:: Page text ::
With winter coming to a close with each passing day, it might be a good idea to visit Chitwan now.
Chitwan’s dense forests on the banks of the Rapti, and the animal sanctuary on either side of the river make for a worthwhile escape to Kathmandu’s nippy winters. From the river banks, you can see countless birds and animals in their natural habitat.
Elephant rides and safaris have become synonymous with Sauraha. But how about bathing elephants? Everyday tourists and locals alike spend time with the elephants bathing them on the Rapti.
Sauraha is home to the Tharus, who are rich in culture and tradition. The Tharus are friendly people who will welcome you as their guests.
Early morning, the alligators come out for a drink and then soak in the sun to while the day away. Around the same time, deer and the black buck leave the dense forest to graze the flatlands around the river banks. If you are patient enough, you will also see the occasional tiger near the river banks.
:::
• [Tasks to carry out]:
a – According to the Chitwan travel text, which people live in Sauraha?
b – Extend the Chitwan travel text past its final sentence.
:: Dataset extract ::
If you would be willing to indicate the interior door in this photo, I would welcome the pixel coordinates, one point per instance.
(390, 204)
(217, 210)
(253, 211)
:::
• [Answers by task]:
a – The Tharus.

b –
Apart from its wildlife and dense forests, Chitwan also has the culture of its natives – the Tharus – on display. The Tharu museum at Bachyauli houses many traditional items of cultural significance to the community. Most evenings, youths from the community host the tourists with traditional songs and dance.
Chitwan is not just about tigers, rhinos and elephants, it is rich in bird life also. So pack your binoculars and get ready to hit the jungle.
Who says Nepal does not have a beach? Yes it does. After a hectic day of jungle adventure, wind down with sips of your favourite drink and enjoy the view.